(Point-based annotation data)
*-*-*

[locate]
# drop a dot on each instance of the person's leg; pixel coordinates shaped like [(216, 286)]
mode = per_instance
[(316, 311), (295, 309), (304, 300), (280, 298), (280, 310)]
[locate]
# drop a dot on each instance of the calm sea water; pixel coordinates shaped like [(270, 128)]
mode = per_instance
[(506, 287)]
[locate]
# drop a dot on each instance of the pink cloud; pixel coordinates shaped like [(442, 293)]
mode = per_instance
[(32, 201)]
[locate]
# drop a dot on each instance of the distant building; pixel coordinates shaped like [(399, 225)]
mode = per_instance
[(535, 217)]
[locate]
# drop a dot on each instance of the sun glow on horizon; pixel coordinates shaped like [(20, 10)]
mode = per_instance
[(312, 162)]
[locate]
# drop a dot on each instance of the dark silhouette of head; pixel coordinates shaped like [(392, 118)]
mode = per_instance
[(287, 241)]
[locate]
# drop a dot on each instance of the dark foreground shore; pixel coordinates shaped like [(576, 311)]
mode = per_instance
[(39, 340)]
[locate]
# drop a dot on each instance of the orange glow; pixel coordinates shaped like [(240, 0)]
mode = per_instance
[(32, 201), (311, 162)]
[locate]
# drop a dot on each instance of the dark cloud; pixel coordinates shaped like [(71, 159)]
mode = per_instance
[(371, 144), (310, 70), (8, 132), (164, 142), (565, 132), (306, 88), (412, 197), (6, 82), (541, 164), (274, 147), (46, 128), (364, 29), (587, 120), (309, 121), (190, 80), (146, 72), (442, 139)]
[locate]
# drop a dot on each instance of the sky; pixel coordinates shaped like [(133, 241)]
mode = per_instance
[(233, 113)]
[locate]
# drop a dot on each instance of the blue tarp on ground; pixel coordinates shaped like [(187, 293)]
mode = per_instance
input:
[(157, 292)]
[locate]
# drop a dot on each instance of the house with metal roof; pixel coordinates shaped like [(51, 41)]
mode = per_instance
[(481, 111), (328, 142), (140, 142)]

*-*-*

= Instruction =
Copy every line exactly. Leave nothing out.

= Task result =
[locate]
# drop a dot on each instance of the person's leg; pixel coordinates shaped like [(216, 286)]
mode = per_instance
[(316, 311), (295, 309), (304, 300), (280, 298), (280, 310)]
[locate]
# drop a dot on each instance of the calm sea water; pixel coordinates shaped like [(270, 128)]
mode = per_instance
[(506, 287)]
[locate]
# drop a dot on each instance of the pink cloud; pixel coordinates shaped like [(442, 293)]
mode = per_instance
[(32, 201)]
[locate]
# drop a dot on each instance of the distant building; pixel coordinates shaped like [(399, 225)]
mode = per_instance
[(535, 217)]
[locate]
# drop a dot on each instance of the sun glow on horizon; pixel coordinates shaped like [(20, 10)]
mode = per_instance
[(312, 162)]
[locate]
# drop a dot on each instance of the dark silhouette of head; pixel coordinates shaped like [(392, 118)]
mode = per_instance
[(287, 241)]
[locate]
# drop a dot on each instance of the dark foreground shore; pixel coordinates shaped like [(576, 311)]
mode = per_instance
[(39, 340)]
[locate]
# drop a dot on each instance of the orange glow; pixel coordinates shaped like [(240, 0)]
mode = per_instance
[(32, 201), (311, 162)]
[locate]
# drop a dot on each instance of the dark cloud; pixel coordinates shaped like [(71, 159)]
mode = per_instance
[(371, 144), (310, 70), (8, 132), (164, 142), (565, 132), (306, 88), (412, 197), (6, 82), (541, 164), (274, 147), (46, 128), (364, 29), (587, 120), (309, 121), (190, 80), (146, 72), (442, 139)]
[locate]
# drop a dot on each instance of the sky; pixel coordinates shaped like [(133, 241)]
mode = per_instance
[(233, 113)]
[locate]
# drop a dot on each instance of the blue tarp on ground; pixel coordinates shaped like [(187, 293)]
mode = per_instance
input:
[(157, 292)]
[locate]
# drop a dot on each instance of the house with metal roof; pixel coordinates shaped like [(51, 41)]
mode = per_instance
[(481, 111), (328, 142), (140, 142)]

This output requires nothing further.